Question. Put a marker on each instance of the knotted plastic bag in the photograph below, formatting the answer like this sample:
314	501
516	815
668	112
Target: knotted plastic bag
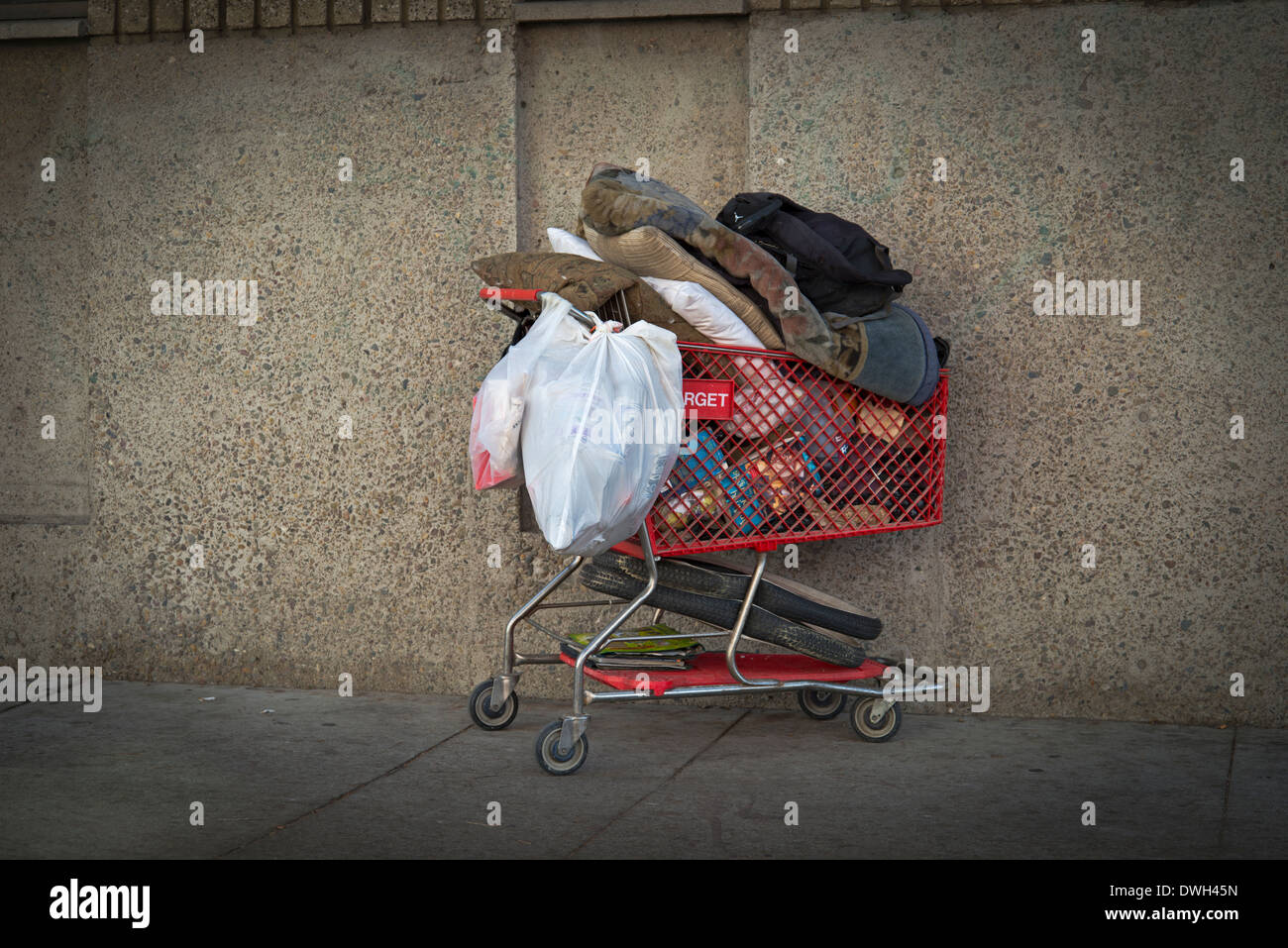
600	430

——

Could you convert the listing above into a JSON list of strings, with one string for each line, no blank lines, and the pictures left out?

# Task output
[
  "Question. Put a marker on each instance of the knotted plastic bag in the photograph below, formatting the answer like this sample:",
  "314\t501",
  "516\t815",
  "668\t112",
  "Target: knotted plastic bag",
  "600\t430"
]